> **What to work on**: For every line in the records below that holds "blue", make a copy.
--- Entries shown Enclosed Below ---
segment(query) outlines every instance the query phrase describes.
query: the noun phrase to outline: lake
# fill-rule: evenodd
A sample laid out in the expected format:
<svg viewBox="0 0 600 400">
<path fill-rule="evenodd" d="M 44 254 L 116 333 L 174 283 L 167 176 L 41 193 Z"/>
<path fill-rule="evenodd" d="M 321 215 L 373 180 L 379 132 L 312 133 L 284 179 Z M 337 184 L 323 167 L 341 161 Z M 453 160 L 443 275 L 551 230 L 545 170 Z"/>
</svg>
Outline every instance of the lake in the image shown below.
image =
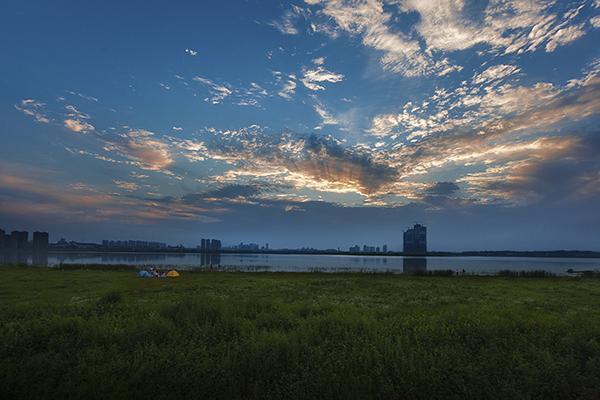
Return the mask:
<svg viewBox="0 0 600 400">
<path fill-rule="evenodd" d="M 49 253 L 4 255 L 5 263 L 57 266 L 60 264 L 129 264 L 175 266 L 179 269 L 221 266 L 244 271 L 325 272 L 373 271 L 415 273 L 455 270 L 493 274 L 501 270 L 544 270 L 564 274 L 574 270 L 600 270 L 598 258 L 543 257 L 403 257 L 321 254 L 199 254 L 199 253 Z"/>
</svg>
--- End of Enclosed Entries shown ---
--- Entries shown Enclosed Below ---
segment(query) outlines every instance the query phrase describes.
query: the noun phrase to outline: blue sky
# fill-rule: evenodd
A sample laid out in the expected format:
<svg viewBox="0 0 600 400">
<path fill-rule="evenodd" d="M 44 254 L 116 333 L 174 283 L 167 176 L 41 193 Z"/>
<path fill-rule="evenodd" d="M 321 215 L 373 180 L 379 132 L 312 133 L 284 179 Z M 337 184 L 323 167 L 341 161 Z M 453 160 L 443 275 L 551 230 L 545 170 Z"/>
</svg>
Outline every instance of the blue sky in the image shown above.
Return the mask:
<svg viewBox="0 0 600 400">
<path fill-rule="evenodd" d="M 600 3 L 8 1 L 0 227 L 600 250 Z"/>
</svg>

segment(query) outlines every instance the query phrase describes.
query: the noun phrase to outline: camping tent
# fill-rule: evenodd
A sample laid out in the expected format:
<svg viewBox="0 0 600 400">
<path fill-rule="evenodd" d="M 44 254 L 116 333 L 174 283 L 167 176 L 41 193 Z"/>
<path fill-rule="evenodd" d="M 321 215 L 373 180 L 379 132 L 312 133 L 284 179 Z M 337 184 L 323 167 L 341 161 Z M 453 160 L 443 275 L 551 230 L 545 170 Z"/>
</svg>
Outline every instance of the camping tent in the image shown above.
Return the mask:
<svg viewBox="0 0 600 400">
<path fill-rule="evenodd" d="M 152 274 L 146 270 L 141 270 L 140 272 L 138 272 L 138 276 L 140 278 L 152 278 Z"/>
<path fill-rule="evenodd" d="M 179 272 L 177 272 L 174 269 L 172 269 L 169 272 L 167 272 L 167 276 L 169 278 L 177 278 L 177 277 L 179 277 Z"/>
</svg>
--- End of Enclosed Entries shown ---
> **Output for this exercise**:
query: the noun phrase to outline: blue sky
Outline every instance of the blue sky in the image shown above.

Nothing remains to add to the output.